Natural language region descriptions
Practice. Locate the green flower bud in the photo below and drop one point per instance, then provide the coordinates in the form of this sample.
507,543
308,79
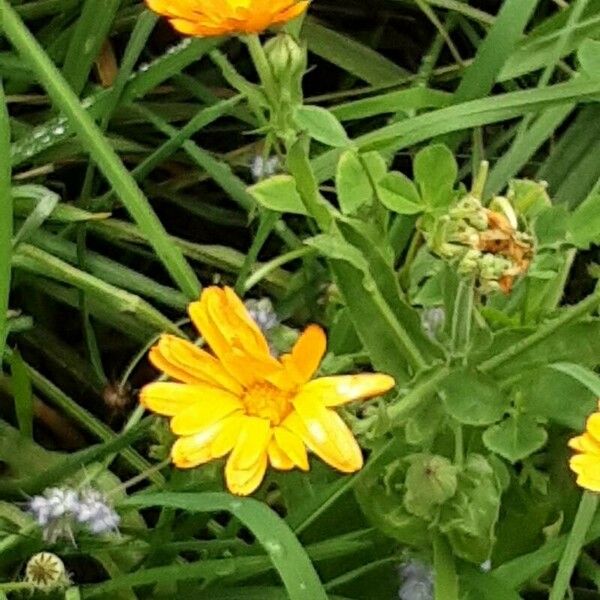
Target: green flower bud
288,62
430,481
469,263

- _WHAT IS NEEDED_
Go through the records above and write out every line exactly, passing over the pictures.

- _REPLY TO THE TASK_
Practice. Locate the green flower bud in the photo below and drop one point per instance, then provide the coordinates in the form of this sample.
507,543
308,79
Target: green flower bud
288,62
430,481
469,263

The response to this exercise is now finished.